Instructions for the task:
Convert the rows below into a Markdown table with two columns, No. and Line, giving each row its number and omitting any blank lines.

Dataset entries:

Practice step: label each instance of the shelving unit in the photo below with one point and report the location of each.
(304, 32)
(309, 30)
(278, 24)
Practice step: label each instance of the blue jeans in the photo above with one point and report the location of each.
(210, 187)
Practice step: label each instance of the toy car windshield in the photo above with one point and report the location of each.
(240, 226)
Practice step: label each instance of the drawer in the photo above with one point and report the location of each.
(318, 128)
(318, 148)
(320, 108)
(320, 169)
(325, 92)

Right answer:
| No. | Line |
|---|---|
| 1 | Practice step: label each instance of the shelving unit in the photo below with one point and report the location of each. |
| 2 | (304, 32) |
| 3 | (309, 30) |
| 4 | (278, 24) |
| 5 | Practice step: label each instance of the blue jeans in the photo above with one point and report the location of each. |
| 6 | (210, 187) |
| 7 | Practice step: label each instance of the toy car windshield in the photo above with one point and report the location of each. |
| 8 | (240, 226) |
| 9 | Practice step: label each instance of the drawer in the photo above with one point and report the location of each. |
| 10 | (318, 128) |
| 11 | (318, 148) |
| 12 | (320, 108) |
| 13 | (320, 169) |
| 14 | (325, 92) |